● **READING PASSAGE**:
########

A friend of mine believes that when you truly love someone, every day should be like Christmas. A theory to which I can subscribe, because to our knowledge, any day could contain our last opportunity to show love to those we want to receive it. (That thought process may seem a little morbid to some, but it’s one of the simplest ways to maximize our value of time. Stick with me here… I’m going somewhere.)
Another friend of mine articulated that Christmas “gets in the way”, which I can also definitely get behind as it recently took over my living room, basement, closet and much of the other space I work hard to create and enjoy. It also manages to get in the way of our schedules. Many of my close friends, when surveyed would honestly say that they would have postponed Christmas for another month or year this time around. “It just came so fast, I can hardly believe it.” This is what I heard over and over again from people who asked me the dreaded question of the season, only to have it fired right back at them: “SO, are you all ready for Christmas?” Well, are you? Because it’s coming. Again. The countdown is always on…
Right before this last holiday season began, I spent the day with some people who made some choices that resulted in them being incarcerated, wearing assigned outfits and having little other privileges in life at the time. On the way home, I overheard someone else complaining about having no new clothes to wear for Christmas and was tempted to adopt my previous Grinch-like attitude.

########

● **PROVIDED DATA**:
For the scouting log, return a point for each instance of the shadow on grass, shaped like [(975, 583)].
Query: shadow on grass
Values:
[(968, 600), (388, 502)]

########

● **REQUIREMENT A**: Repeat word for word the part of the essay about Christmas from "A friend of" to "I’m going somewhere.)".
● **REQUIREMENT B**: Go on with the essay about loving someone as if every day were Christmas, writing what comes after its last sentence.

● **WRITTEN RESPONSE A**:
A friend of mine believes that when you truly love someone, every day should be like Christmas. A theory to which I can subscribe, because to our knowledge, any day could contain our last opportunity to show love to those we want to receive it. (That thought process may seem a little morbid to some, but it’s one of the simplest ways to maximize our value of time. Stick with me here… I’m going somewhere.)

● **WRITTEN RESPONSE B**:
What to focus on… ? How to stay “merry” and let your heart be “light”? Sure, opportunities to show love abound. Grace and peace are relatively easy to pass on to others (most of the time) and many people I encountered in grocery store lines and other stressful places in December showed remarkable kindness. But sometimes deciding what to focus on can be incredibly difficult and for many, this includes some pretty serious challenges.
A few of my friends just spent their first Christmas without one of their parents. Another friend’s spouse and child are in a different Country, separated by miles of ocean. Others struggle to hide their depression or anxiety in order to appear “merry”, in effort to make others happy. And my Grandmother (my Nanny) spent her first Christmas without leaving the nursing home where she now lives.
To be perfectly candid, this is my first blog post in a long time because last year was pretty challenging for me too. In January of 2013 I felt physically better than ever, but could never have anticipated the journey of recovering from not one, but two car accidents in the last year. The first did a number on my spine and stole my ability to walk for a time (I found out what a disc protrusion feels like), and the second destroyed my car.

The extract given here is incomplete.